Problem to solve:
Rewrite every line from the one containing "If you could mark the smooth" through the end of the items, requests included. Scale only the answer point coordinates by 2.05 and round them to whole numbers, with halves rounding up, leaving the requests and their sample numbers unchanged.

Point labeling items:
--------------------

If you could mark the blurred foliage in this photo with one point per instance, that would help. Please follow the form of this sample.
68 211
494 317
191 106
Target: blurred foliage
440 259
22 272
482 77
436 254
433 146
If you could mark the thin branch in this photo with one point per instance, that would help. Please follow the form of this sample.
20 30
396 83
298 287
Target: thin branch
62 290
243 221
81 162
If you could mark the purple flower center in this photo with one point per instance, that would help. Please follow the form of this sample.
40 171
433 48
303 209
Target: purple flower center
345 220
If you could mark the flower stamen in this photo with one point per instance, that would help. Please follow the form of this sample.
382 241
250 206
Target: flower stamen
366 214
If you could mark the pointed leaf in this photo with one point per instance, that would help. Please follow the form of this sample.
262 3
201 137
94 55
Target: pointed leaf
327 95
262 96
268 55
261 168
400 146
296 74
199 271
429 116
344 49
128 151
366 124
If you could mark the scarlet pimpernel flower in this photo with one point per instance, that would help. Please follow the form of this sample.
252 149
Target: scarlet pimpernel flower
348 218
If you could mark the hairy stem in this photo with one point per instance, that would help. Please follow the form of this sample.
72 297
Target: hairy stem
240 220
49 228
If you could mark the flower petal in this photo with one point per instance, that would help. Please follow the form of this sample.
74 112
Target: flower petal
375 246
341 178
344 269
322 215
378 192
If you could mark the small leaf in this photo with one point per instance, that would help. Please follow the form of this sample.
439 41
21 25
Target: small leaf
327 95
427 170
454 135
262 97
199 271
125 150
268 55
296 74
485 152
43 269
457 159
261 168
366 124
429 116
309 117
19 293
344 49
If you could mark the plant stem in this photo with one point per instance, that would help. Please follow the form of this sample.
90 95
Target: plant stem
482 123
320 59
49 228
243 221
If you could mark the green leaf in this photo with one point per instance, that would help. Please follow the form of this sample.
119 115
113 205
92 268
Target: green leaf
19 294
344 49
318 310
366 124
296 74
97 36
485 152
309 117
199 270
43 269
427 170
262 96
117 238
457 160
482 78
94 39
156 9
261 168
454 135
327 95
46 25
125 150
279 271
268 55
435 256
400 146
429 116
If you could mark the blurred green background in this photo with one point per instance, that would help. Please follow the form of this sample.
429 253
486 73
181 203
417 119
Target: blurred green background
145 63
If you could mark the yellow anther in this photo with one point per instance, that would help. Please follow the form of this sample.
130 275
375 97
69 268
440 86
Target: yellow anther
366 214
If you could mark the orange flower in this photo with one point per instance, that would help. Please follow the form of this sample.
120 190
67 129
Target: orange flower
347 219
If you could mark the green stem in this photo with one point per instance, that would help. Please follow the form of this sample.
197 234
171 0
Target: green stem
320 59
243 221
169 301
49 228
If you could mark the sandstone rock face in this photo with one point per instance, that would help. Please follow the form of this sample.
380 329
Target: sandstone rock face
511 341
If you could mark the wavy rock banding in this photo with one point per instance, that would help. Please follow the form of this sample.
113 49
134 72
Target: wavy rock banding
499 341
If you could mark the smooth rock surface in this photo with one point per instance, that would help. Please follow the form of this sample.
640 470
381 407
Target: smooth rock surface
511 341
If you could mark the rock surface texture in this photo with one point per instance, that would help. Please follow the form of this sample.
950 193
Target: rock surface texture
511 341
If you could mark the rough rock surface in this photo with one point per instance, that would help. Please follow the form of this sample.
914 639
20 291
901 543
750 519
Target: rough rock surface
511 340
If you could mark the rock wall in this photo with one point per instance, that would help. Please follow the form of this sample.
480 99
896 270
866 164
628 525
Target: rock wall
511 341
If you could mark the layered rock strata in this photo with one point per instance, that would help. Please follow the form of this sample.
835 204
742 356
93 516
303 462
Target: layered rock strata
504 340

--------------------

Result:
If you could mark the smooth rock surface in this photo with one point per instance, that would help. Please follow the form of this sample.
640 470
381 407
Target: smooth rock surface
1048 699
If you could mark the rock surface texture in this photo with one point per instance, that would help. Please follow the form of this sample.
950 193
Target: rock surface texture
1048 699
If you could mark the rough rock surface in this photo with one point per instance, that would help. Please follow the form of this sample.
914 639
20 291
901 543
750 519
Target: rough rock surface
1048 697
If you could mark the rock wall in this photo with one point per instance, that would help. Please follow the form of this sample.
480 99
896 270
866 164
628 525
Target: rock wall
1048 699
If you could mark the layered rock strata in this photo with one point per instance, that would help. Please follow the form of this sample.
835 204
742 356
93 516
303 462
Target: layered rock strata
1033 697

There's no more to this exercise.